Par Françoise Thull et Marianne Arens
28 janvier 2003

La nouvelle loi sur la sécurité intérieure adoptée cette semaine par l'Assemblée nationale française, n'a pas seulement pour cible les mendiants, les prostituées, les hooligans et les squatters, mais aussi les Roms (Gitans). Les gens du voyage sont passibles d'une peine de six mois d'emprisonnement et de 3.750 euros d'amende pour l'occupation sans autorisation d'un terrain appartenant soit à une commune «soit à tout autre propriétaire». En cas d'occupation au moyen d'un véhicule automobile, le permis de conduire pourra être suspendu pendant «une durée de trois ans au plus» et le véhicule automobile confisqué «à l'exception des véhicules destinés à l'habitation».

C'est ainsi que la loi sanctionne la pratique du gouvernement Raffarin qui, depuis des mois, discrimine et persécute des Roms. Il y a deux mois à peine, le gouvernement avait fait procéder à une vaste opération de descente policière dans plusieurs campements roms près de Paris et de Lyon - opération qui coïncidait avec la fermeture définitive du centre de la Croix-Rouge de Sangatte, dans le Pas-de-Calais.

Le 3 décembre au petit matin, cinq escadrons de gendarmes, aidés par des policiers et des CRS avaient effectué une rafle dans les bidonvilles de Choisy-le-Roi et de Rungis, dans le département du Val-de-Marne au sud-est de Paris et qui sont habités depuis près de deux ans par des familles de Roms roumains. 208 personnes, parmi lesquelles des enfants, furent contrôlées et soixante-dix furent placées en rétention judicaire.

Dès le 4 décembre, 22 Roms furent expulsés par vol charter à destination de Bucarest en Roumanie. Une cinquantaine d'autres Roms qui avaient fait l'objet d'un arrêté d'expulsion furent remis en liberté suite à la décision de trois juges des libertés et de la détention de Créteil qui estimèrent qu'il y avait vices de procédure. D'autres furent acheminés par petits groupes en bus dans des foyers situés aux quatre coins de la France.

Le 9 décembre, ce fut le campement rom situé sur un terrain vague servant de décharge publique à Vaulx-en-Velin, au nord-est de Lyon, qui fut assailli par la police. Ce terrain vague, sur lequel quelque 400 à 500 personnes dont 170 enfants vivent ou survivent depuis des mois, appartient à la société Pathé-Cinéma qui projette d'y faire construire un cinéma multiplexe.

CONSIGNE »
Les affirmations suivantes concordent-elles avec l'article sur la loi de sécurité intérieure ? (a) L'occupation sans autorisation d'un terrain est passible de six mois d'emprisonnement et de 3 750 euros d'amende. (b) Les véhicules destinés à l'habitation peuvent être confisqués. (c) Le terrain vague de Vaulx-en-Velin appartient à la commune. Pour chacune, répondez par oui ou par non en citant mot pour mot les termes de l'article qui tranchent.

DONNÉES FOURNIES »
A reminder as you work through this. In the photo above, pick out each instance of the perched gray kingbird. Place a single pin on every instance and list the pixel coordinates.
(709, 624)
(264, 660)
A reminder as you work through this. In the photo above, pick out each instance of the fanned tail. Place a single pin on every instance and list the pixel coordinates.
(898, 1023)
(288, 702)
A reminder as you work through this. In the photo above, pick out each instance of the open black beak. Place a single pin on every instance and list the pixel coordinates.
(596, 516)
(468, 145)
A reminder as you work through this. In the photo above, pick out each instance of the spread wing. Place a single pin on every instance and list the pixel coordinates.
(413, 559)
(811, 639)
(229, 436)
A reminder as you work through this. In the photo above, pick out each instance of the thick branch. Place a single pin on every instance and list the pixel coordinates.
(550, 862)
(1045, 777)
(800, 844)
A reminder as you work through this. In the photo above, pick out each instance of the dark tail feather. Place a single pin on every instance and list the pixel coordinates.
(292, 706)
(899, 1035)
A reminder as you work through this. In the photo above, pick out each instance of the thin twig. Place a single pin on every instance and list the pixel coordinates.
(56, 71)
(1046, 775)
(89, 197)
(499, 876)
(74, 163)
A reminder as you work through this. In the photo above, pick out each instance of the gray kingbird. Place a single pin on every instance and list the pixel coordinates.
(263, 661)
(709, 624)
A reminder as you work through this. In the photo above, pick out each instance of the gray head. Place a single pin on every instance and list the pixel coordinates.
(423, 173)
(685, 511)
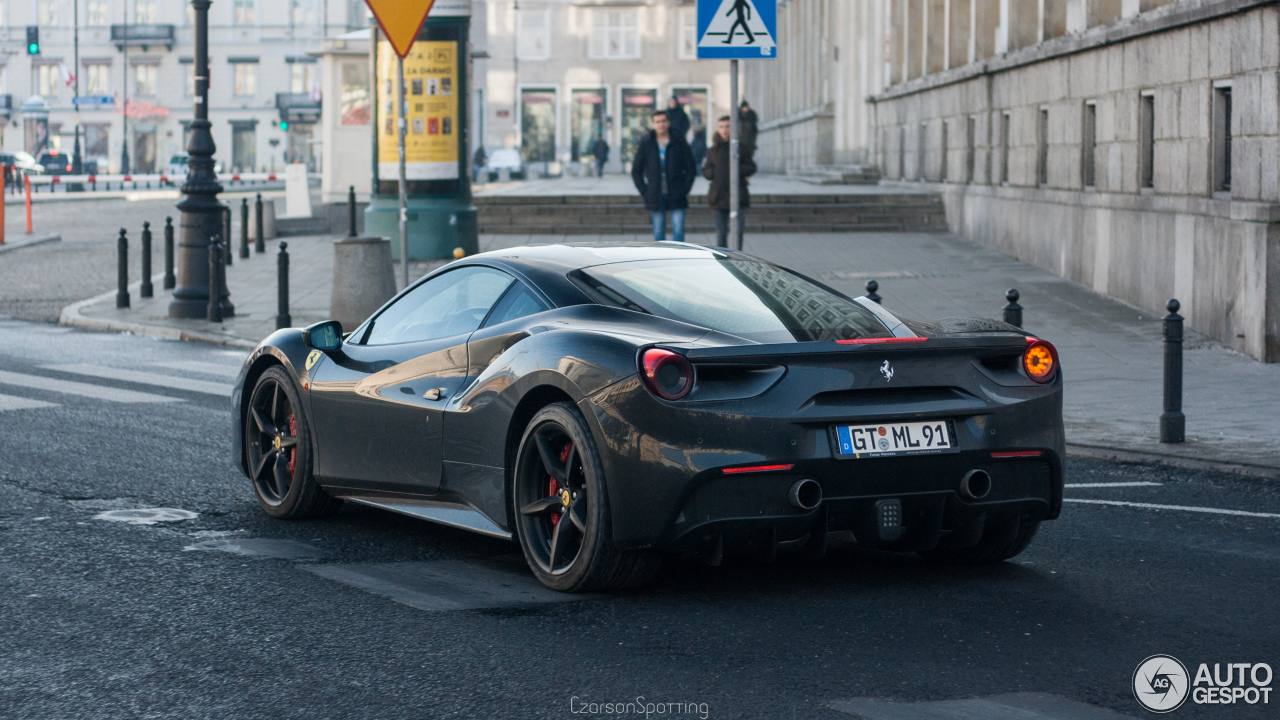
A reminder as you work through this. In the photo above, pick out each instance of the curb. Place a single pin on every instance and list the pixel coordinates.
(1102, 452)
(28, 242)
(72, 315)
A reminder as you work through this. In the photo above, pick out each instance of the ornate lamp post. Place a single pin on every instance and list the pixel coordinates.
(201, 213)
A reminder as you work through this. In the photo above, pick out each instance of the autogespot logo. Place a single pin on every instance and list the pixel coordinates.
(1160, 683)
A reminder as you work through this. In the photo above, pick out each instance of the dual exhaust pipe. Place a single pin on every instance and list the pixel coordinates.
(807, 493)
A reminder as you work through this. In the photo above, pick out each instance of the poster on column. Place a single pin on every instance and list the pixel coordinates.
(432, 118)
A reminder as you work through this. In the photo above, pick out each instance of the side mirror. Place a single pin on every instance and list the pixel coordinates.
(325, 336)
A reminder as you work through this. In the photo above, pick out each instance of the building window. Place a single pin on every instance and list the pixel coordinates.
(95, 13)
(46, 12)
(245, 82)
(1005, 122)
(48, 81)
(1147, 141)
(538, 124)
(615, 33)
(1042, 149)
(145, 12)
(534, 40)
(242, 14)
(1223, 139)
(688, 33)
(1089, 146)
(145, 80)
(970, 149)
(97, 78)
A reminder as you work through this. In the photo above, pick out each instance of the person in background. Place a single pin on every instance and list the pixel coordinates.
(748, 127)
(478, 163)
(663, 172)
(600, 151)
(716, 169)
(699, 146)
(677, 117)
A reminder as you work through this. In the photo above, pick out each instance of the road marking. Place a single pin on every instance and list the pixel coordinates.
(68, 387)
(145, 378)
(1183, 507)
(1136, 484)
(197, 367)
(12, 402)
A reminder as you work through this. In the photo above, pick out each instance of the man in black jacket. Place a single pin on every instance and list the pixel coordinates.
(716, 169)
(663, 172)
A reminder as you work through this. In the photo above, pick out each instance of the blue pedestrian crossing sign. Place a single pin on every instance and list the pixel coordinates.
(737, 30)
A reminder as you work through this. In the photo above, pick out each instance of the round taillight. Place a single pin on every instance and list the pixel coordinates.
(667, 374)
(1040, 360)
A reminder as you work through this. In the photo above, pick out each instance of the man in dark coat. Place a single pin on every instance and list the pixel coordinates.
(600, 151)
(716, 169)
(663, 172)
(677, 117)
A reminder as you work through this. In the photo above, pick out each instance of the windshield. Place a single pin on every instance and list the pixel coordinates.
(744, 297)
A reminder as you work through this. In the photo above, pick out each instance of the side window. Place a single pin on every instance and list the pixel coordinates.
(448, 305)
(516, 304)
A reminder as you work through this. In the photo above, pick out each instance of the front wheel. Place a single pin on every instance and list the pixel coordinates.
(278, 451)
(562, 510)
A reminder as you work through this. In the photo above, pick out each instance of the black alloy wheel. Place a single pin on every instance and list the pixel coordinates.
(278, 451)
(562, 513)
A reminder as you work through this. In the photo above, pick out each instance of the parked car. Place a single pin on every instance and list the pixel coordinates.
(506, 158)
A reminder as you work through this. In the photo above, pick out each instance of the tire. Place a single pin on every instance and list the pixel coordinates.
(278, 451)
(562, 510)
(1000, 541)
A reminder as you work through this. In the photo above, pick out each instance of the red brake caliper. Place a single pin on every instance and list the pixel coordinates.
(554, 486)
(293, 451)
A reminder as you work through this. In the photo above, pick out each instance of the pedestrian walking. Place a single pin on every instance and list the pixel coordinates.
(663, 172)
(478, 163)
(699, 146)
(679, 118)
(716, 169)
(748, 127)
(600, 151)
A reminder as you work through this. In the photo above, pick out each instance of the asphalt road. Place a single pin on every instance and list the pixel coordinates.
(229, 614)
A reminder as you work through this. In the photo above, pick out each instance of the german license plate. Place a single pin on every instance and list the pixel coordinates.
(894, 438)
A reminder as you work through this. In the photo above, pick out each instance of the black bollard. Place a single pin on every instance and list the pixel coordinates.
(1173, 423)
(147, 290)
(282, 286)
(227, 232)
(243, 228)
(351, 210)
(169, 278)
(872, 286)
(1013, 311)
(260, 242)
(122, 270)
(216, 268)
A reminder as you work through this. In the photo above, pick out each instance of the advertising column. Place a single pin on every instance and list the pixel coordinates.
(437, 85)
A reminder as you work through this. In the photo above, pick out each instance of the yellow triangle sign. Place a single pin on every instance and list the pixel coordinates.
(401, 19)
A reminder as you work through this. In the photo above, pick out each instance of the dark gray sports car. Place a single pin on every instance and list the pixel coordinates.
(604, 405)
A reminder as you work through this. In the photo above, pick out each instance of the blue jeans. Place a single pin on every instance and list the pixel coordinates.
(659, 222)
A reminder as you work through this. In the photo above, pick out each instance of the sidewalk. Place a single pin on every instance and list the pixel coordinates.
(1111, 354)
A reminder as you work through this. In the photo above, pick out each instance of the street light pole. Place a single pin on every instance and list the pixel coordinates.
(201, 212)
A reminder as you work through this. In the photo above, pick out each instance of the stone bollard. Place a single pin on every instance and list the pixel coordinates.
(1013, 310)
(1173, 423)
(362, 278)
(872, 286)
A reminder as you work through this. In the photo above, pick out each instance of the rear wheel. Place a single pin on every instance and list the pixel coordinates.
(562, 511)
(1000, 541)
(278, 450)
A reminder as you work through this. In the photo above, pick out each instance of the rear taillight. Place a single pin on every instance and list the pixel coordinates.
(1040, 360)
(667, 374)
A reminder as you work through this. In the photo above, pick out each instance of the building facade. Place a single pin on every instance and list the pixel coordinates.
(136, 80)
(1130, 146)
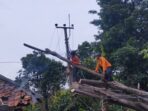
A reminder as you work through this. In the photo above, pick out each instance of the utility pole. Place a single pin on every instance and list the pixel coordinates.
(65, 28)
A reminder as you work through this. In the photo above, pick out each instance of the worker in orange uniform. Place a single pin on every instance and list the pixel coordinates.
(75, 60)
(103, 63)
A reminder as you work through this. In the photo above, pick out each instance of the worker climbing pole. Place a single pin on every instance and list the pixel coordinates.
(65, 28)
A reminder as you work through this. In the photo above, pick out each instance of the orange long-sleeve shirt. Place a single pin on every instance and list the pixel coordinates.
(75, 60)
(102, 62)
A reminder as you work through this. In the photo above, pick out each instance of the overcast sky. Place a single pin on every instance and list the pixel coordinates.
(32, 22)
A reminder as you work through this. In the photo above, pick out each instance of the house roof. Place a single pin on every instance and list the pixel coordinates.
(12, 95)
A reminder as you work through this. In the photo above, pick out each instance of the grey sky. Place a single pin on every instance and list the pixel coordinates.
(32, 22)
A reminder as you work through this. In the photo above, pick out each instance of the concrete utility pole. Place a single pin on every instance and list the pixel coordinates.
(65, 28)
(66, 37)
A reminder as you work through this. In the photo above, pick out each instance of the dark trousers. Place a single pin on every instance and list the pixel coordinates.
(75, 74)
(108, 74)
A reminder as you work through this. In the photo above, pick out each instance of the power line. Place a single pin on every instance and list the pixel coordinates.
(8, 62)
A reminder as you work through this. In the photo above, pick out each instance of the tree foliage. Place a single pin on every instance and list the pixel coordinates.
(124, 37)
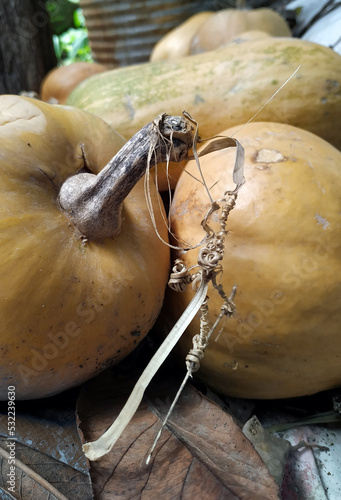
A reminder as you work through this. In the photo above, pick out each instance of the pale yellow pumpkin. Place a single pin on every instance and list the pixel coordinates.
(69, 306)
(177, 42)
(283, 251)
(60, 81)
(225, 25)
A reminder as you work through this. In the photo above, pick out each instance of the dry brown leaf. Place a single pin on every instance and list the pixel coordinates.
(49, 462)
(202, 452)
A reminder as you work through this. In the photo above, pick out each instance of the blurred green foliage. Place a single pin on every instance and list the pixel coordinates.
(70, 36)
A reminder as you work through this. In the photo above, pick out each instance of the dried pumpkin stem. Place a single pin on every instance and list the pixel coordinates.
(93, 203)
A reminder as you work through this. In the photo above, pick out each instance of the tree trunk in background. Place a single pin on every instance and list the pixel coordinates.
(26, 47)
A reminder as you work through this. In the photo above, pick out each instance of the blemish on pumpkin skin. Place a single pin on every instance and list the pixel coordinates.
(268, 156)
(322, 221)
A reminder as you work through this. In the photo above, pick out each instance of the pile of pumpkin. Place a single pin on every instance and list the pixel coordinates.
(71, 306)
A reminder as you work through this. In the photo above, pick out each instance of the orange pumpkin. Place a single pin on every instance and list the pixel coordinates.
(283, 251)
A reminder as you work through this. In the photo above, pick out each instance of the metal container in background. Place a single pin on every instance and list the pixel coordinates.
(122, 33)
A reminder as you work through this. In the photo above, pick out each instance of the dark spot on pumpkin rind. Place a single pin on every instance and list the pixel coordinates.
(135, 333)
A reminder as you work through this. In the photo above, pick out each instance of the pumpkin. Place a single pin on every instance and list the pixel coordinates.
(283, 251)
(82, 273)
(225, 25)
(223, 88)
(60, 81)
(176, 43)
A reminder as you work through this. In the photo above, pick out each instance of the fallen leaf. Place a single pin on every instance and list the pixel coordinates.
(49, 462)
(202, 452)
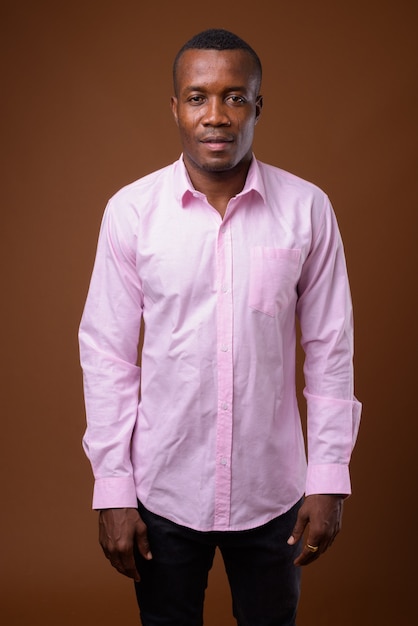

RÉPONSE RÉDIGÉE »
(a) Oui : « passibles d'une peine de six mois d'emprisonnement et de 3.750 euros d'amende »
(b) Non : « à l'exception des véhicules destinés à l'habitation »
(c) Non : « appartient à la société Pathé-Cinéma »